### Available records
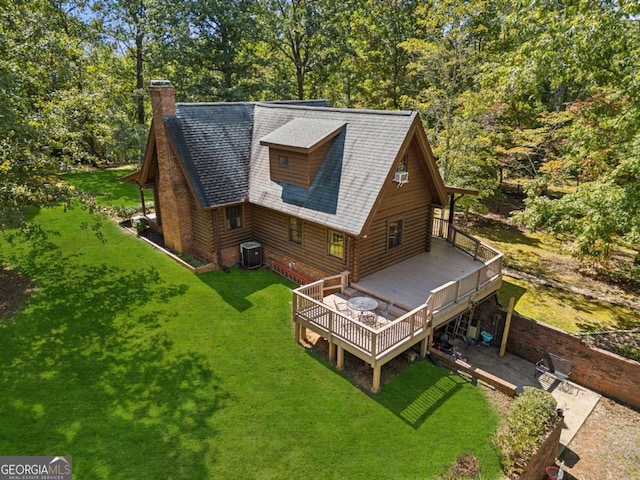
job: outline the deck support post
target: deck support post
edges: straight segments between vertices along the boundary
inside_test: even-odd
[[[336,363],[338,370],[344,370],[344,348],[338,345],[338,361]]]
[[[300,327],[301,327],[301,325],[298,322],[293,322],[293,325],[294,325],[293,328],[294,328],[294,336],[295,336],[296,343],[300,344],[300,343],[302,343],[302,340],[300,338]]]
[[[371,393],[380,392],[380,374],[382,372],[382,366],[377,363],[371,365],[373,367],[373,381],[371,382]]]
[[[420,358],[427,358],[429,355],[429,345],[433,345],[433,328],[429,327],[429,333],[420,342]]]
[[[420,358],[425,358],[427,356],[427,350],[429,349],[429,339],[431,338],[431,333],[424,337],[420,342]]]
[[[336,344],[329,340],[329,361],[331,363],[336,361]]]

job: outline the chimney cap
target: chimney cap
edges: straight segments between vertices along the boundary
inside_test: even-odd
[[[170,87],[171,82],[169,80],[151,80],[149,82],[151,87]]]

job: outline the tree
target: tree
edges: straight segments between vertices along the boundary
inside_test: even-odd
[[[79,51],[64,28],[72,22],[49,2],[0,6],[0,228],[19,223],[25,205],[71,197],[57,180],[64,159],[51,155],[43,105],[76,83]]]
[[[151,69],[171,73],[190,100],[247,100],[255,96],[255,5],[248,0],[163,2],[152,29]]]
[[[606,264],[615,242],[636,250],[640,245],[640,24],[635,4],[588,7],[568,4],[558,20],[554,35],[566,42],[562,75],[566,91],[577,92],[577,98],[563,103],[569,121],[557,132],[560,155],[554,161],[564,168],[542,163],[551,180],[555,171],[571,171],[580,186],[559,199],[531,189],[525,211],[515,218],[570,234],[577,256]]]
[[[331,19],[341,8],[330,0],[262,0],[262,39],[272,49],[270,62],[280,78],[293,69],[293,94],[306,98],[307,77],[326,60],[331,37]],[[288,68],[287,68],[288,67]],[[286,94],[285,94],[286,97]]]
[[[401,44],[414,86],[404,102],[423,112],[445,183],[490,197],[497,187],[496,110],[478,75],[491,28],[487,6],[434,1],[417,17],[420,33]]]
[[[145,63],[147,40],[155,22],[156,0],[87,0],[92,11],[94,28],[116,53],[128,54],[135,62],[135,118],[146,124]]]

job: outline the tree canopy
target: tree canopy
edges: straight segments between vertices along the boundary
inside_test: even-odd
[[[139,162],[162,78],[182,101],[419,110],[448,184],[525,182],[517,221],[606,260],[640,245],[639,72],[626,0],[9,0],[0,223],[69,200],[68,168]]]

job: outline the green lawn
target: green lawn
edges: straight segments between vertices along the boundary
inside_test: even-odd
[[[131,168],[93,170],[66,173],[64,179],[78,189],[92,193],[96,203],[110,207],[139,207],[140,193],[135,184],[122,183],[120,179],[135,172]],[[153,195],[145,191],[145,201],[153,206]]]
[[[112,222],[32,212],[0,255],[35,289],[0,323],[0,451],[72,455],[82,479],[500,476],[482,389],[417,362],[371,397],[296,345],[267,270],[195,276]]]

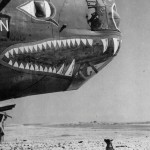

### Work task
Could the entries above be returned verbatim, with no pictures included?

### Reply
job: outline the deck support post
target: deck support post
edges: straight segments between vertices along the boundary
inside_test: even-odd
[[[336,363],[338,370],[344,370],[344,348],[338,345],[338,361]]]
[[[300,327],[301,327],[301,325],[298,322],[293,322],[293,325],[294,325],[293,328],[294,328],[294,336],[295,336],[296,343],[300,344],[300,343],[302,343],[302,340],[300,338]]]
[[[371,393],[380,392],[380,374],[382,372],[382,366],[377,363],[371,365],[373,367],[373,381],[371,382]]]
[[[420,358],[427,358],[429,355],[429,345],[433,345],[433,328],[429,327],[429,333],[420,342]]]
[[[420,358],[425,358],[427,356],[427,350],[429,349],[429,339],[431,338],[431,333],[424,337],[420,342]]]
[[[336,344],[329,340],[329,361],[331,363],[336,361]]]

job: outline the chimney cap
target: chimney cap
edges: straight segments between vertices along the boundary
inside_test: even-odd
[[[170,87],[171,82],[169,80],[151,80],[149,82],[151,87]]]

job: outline the tree
target: tree
edges: straight segments between vertices along the boundary
inside_test: even-odd
[[[79,51],[64,28],[72,22],[49,2],[0,6],[0,228],[19,223],[25,205],[71,197],[57,180],[64,159],[51,155],[43,105],[76,83]]]
[[[151,69],[171,73],[190,100],[247,100],[255,96],[255,5],[248,0],[163,2],[152,29]]]
[[[606,264],[615,242],[636,250],[640,245],[640,24],[635,4],[588,7],[568,4],[558,20],[554,35],[566,42],[562,75],[566,91],[577,92],[577,98],[563,103],[569,121],[557,132],[560,155],[554,161],[564,168],[542,163],[551,180],[555,171],[571,171],[580,186],[559,199],[531,189],[525,211],[515,218],[570,234],[577,256]]]
[[[331,19],[341,8],[330,0],[262,0],[262,39],[272,49],[270,62],[280,78],[293,69],[293,94],[306,98],[307,77],[326,60],[331,37]],[[288,68],[287,68],[288,67]],[[286,94],[285,94],[286,97]]]
[[[401,44],[414,86],[404,102],[423,112],[445,183],[490,197],[497,187],[496,110],[478,75],[491,28],[487,6],[434,1],[417,17],[420,33]]]
[[[145,63],[147,40],[155,22],[156,0],[87,0],[92,11],[94,28],[116,53],[128,54],[135,62],[135,118],[146,124]]]

job: outline the tree canopy
target: tree canopy
edges: straight segments between vertices along the boundary
inside_test: even-odd
[[[139,162],[162,78],[182,101],[419,110],[448,184],[525,182],[517,221],[606,260],[640,245],[639,72],[626,0],[9,0],[0,223],[69,200],[68,168]]]

job: outline the green lawn
target: green lawn
edges: straight segments between vertices along the boundary
inside_test: even-odd
[[[131,168],[93,170],[66,173],[64,179],[78,189],[92,193],[96,203],[110,207],[139,207],[140,193],[135,184],[122,183],[120,179],[135,172]],[[153,195],[145,191],[145,201],[153,206]]]
[[[112,222],[32,212],[0,255],[35,289],[0,323],[0,451],[72,455],[82,479],[500,476],[482,389],[417,362],[371,397],[296,345],[267,270],[195,276]]]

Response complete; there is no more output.